Data provided>
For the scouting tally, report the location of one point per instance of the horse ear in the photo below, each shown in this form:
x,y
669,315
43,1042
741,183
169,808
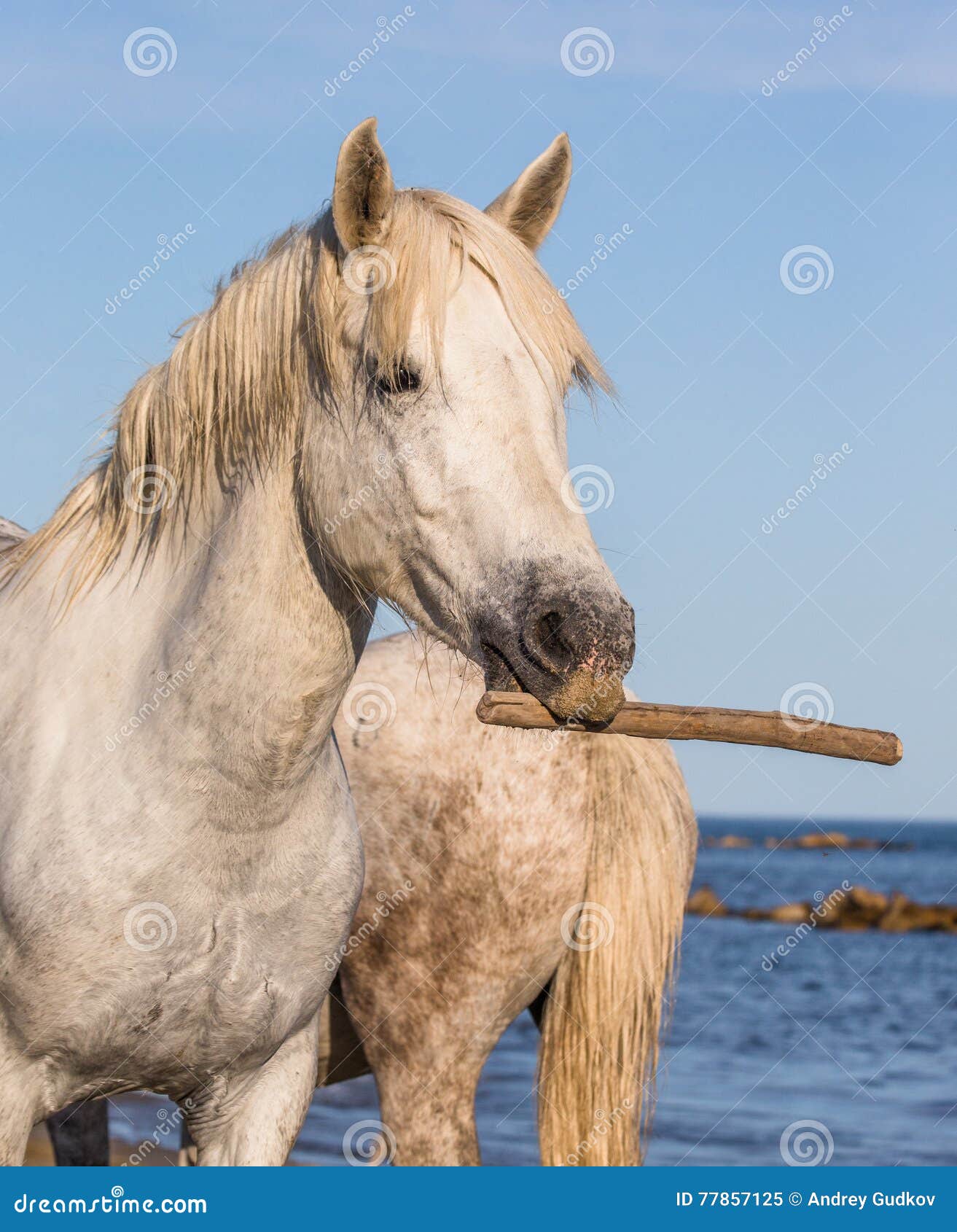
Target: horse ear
x,y
364,189
530,206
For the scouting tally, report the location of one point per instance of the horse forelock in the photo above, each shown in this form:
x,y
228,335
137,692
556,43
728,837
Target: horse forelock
x,y
230,396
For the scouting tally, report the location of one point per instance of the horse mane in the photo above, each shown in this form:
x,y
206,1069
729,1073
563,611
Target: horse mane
x,y
230,393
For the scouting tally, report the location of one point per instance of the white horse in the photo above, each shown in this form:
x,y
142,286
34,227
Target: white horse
x,y
372,408
503,870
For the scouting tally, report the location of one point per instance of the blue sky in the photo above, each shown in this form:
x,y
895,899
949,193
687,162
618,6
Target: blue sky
x,y
730,382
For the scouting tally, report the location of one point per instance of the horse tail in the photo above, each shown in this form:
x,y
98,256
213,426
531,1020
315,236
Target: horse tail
x,y
606,1001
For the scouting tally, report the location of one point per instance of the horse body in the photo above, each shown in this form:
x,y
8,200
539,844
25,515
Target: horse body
x,y
544,869
241,837
489,857
181,858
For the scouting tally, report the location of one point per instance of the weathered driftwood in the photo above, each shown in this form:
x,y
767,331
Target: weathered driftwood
x,y
659,722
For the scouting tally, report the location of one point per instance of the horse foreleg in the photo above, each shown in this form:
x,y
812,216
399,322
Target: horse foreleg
x,y
80,1135
254,1118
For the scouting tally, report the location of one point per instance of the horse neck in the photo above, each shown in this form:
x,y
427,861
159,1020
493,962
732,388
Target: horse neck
x,y
259,644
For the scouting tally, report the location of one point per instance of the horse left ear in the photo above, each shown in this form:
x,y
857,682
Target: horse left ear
x,y
530,206
364,190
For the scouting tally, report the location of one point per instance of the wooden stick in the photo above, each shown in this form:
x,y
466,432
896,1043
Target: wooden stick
x,y
658,722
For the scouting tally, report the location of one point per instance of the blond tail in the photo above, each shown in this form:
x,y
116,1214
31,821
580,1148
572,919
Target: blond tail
x,y
599,1049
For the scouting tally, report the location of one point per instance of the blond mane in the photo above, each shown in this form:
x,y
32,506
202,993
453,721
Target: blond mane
x,y
230,394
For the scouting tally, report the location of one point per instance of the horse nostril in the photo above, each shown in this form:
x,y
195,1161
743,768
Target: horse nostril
x,y
548,633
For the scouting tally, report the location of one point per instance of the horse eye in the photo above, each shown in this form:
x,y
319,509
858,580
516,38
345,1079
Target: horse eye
x,y
402,380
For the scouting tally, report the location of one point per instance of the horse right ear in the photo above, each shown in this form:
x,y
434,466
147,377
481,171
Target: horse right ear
x,y
364,189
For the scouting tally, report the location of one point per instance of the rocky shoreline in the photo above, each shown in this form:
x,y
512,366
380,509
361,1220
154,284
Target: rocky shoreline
x,y
853,910
818,841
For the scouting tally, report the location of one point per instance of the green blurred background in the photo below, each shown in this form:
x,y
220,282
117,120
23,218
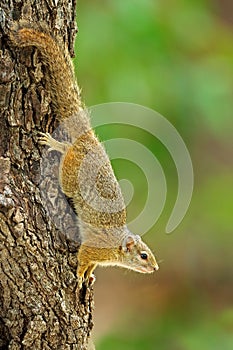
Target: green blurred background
x,y
174,56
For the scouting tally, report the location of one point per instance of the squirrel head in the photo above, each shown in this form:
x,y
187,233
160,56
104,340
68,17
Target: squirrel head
x,y
136,255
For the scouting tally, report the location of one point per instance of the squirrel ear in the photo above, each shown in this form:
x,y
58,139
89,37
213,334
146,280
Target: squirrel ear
x,y
128,243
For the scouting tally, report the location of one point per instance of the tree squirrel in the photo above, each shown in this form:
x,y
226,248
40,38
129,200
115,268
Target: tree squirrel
x,y
86,175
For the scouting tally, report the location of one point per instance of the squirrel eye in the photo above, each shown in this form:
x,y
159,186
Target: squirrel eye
x,y
144,256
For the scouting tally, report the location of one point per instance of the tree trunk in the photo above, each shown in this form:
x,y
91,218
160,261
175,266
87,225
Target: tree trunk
x,y
40,305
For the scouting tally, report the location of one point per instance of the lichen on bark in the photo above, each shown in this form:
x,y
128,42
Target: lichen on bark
x,y
40,305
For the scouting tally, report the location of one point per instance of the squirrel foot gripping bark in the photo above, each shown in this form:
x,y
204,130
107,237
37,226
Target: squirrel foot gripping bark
x,y
86,174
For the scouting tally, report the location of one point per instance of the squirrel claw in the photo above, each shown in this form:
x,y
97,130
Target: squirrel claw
x,y
91,279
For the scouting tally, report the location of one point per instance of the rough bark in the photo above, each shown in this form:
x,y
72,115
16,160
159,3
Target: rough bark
x,y
40,305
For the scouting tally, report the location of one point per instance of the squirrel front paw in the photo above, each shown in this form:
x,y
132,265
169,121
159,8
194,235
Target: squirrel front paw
x,y
90,280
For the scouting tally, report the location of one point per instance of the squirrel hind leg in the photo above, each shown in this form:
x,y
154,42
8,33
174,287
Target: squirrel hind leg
x,y
46,139
85,273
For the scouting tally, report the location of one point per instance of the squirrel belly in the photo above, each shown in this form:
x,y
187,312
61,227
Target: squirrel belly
x,y
86,174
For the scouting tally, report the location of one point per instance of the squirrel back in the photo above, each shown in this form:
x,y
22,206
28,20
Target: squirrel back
x,y
86,174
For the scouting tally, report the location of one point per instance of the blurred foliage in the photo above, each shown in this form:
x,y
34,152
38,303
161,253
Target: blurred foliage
x,y
175,57
176,332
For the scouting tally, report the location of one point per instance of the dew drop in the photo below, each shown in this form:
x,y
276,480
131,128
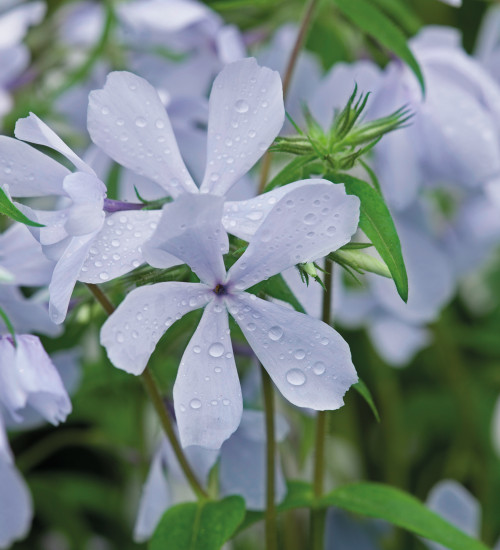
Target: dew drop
x,y
216,350
275,333
319,368
295,377
241,106
299,354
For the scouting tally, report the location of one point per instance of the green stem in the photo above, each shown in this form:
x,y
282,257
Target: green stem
x,y
157,401
271,527
287,79
318,516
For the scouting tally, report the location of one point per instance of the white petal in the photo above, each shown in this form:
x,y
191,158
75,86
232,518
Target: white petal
x,y
243,218
309,361
28,172
34,130
243,463
396,341
246,113
40,380
86,214
15,22
190,229
128,121
16,508
132,332
456,505
117,248
308,223
65,276
155,500
207,392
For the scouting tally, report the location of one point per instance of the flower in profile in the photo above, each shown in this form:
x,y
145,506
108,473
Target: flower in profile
x,y
308,360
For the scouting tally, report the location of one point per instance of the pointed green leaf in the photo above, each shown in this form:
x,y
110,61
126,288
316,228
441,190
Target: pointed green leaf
x,y
376,222
8,208
373,21
401,509
205,525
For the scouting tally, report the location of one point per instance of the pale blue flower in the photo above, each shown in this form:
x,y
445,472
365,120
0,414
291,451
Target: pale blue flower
x,y
308,360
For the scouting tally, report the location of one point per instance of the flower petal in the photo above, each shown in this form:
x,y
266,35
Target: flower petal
x,y
246,113
155,500
243,218
40,380
116,249
308,360
128,121
34,130
65,276
308,223
16,507
243,462
132,332
190,229
207,392
28,172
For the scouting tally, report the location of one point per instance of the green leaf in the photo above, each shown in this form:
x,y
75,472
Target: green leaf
x,y
8,208
365,393
198,526
374,22
393,505
376,222
293,171
401,13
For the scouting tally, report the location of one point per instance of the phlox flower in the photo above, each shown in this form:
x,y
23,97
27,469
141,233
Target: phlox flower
x,y
308,360
84,236
242,471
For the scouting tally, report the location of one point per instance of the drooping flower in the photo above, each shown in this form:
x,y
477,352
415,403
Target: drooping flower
x,y
308,360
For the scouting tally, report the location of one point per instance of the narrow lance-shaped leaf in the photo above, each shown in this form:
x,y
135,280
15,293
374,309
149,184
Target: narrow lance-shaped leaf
x,y
198,526
8,208
401,509
376,222
373,21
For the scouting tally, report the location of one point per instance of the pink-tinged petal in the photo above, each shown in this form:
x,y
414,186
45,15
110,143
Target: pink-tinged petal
x,y
246,113
306,224
190,229
40,380
128,121
34,130
16,507
132,332
155,500
65,276
117,248
243,218
308,360
397,342
86,213
28,172
207,392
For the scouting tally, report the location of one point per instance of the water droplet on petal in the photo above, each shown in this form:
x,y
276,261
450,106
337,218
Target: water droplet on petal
x,y
275,333
216,350
295,377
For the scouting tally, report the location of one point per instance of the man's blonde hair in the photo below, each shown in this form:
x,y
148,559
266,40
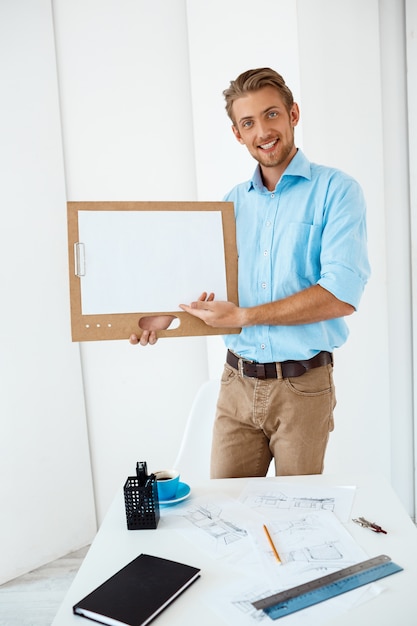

Your goal>
Filter the records above, copying each line that contains the word "drooping".

Final result>
For the scouting tally, report the location of one point per instance of the drooping flower in the photo above, each shown in this form:
Target: drooping flower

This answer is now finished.